TASK INSTRUCTIONS » Starting with the line that contains "Tag every instance of the lamp" and going on through the end of the rows, write those lines again, swapping "concrete block" for "cement block" and leaving everything else unchanged.

(Rows from a collection)
------------------------
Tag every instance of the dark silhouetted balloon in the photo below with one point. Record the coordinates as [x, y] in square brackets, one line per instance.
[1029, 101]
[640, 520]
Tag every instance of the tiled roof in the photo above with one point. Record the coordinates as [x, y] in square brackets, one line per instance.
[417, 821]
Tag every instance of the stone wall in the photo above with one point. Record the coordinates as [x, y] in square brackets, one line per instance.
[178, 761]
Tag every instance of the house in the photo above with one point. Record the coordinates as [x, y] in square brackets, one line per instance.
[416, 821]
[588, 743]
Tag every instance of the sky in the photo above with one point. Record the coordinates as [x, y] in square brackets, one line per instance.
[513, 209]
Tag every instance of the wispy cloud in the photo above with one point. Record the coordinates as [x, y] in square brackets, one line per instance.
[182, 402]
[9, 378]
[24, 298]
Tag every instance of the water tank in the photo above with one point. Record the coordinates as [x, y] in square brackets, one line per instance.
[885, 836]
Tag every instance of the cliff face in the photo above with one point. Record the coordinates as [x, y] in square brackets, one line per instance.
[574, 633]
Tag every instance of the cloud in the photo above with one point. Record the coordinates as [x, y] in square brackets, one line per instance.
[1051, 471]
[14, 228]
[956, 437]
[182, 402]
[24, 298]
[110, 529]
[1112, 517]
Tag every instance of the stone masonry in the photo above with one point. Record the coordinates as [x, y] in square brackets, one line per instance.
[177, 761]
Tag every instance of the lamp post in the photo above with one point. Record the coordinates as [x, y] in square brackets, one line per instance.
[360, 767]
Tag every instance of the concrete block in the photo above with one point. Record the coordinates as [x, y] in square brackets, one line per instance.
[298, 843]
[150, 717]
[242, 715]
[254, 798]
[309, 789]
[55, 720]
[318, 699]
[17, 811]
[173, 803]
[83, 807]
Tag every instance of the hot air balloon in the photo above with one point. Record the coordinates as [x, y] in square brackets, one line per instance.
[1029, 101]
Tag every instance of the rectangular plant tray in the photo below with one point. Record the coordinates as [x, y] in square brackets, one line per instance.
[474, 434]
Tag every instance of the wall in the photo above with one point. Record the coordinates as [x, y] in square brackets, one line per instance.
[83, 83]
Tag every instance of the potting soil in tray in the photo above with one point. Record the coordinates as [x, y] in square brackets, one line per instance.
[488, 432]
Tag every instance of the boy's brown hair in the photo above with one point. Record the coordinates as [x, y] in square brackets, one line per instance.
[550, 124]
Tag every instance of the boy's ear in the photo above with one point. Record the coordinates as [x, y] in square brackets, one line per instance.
------------------------
REPLY »
Tag every instance of the lamp post in the photo above with one point. Record the coordinates as [x, y] in square brackets, one line per instance.
[360, 767]
Tag every instance of the cement block in the photo above with one point. Record the coordinates as [x, y] in square brackets, one line per instance.
[298, 843]
[150, 717]
[242, 715]
[254, 798]
[309, 789]
[55, 720]
[318, 699]
[17, 811]
[173, 803]
[83, 807]
Tag every instance of the hot air balloon in the photo above with one point. Record the coordinates as [x, y] in square brackets, one line per instance.
[1029, 101]
Tag every instance of the rectangular plant tray in the photo below with one point. Record the coordinates as [x, y] in square brackets, one line per instance.
[474, 434]
Tag every instance of the wall in the photo above with one point. Record the coordinates as [x, y] in square brackets, one line per instance.
[83, 83]
Tag every instance of the potting soil in tray in the photo above with one point. Record the coordinates as [x, y] in square brackets, one line per instance.
[488, 432]
Tag every instance of the boy's brown hair in the photo above with one point. Record the coordinates as [x, y] in square brackets, one line per instance.
[550, 124]
Tag every instance of the boy's ear in the photo above with one point. Record the coordinates as [x, y] in square brackets, one line per instance.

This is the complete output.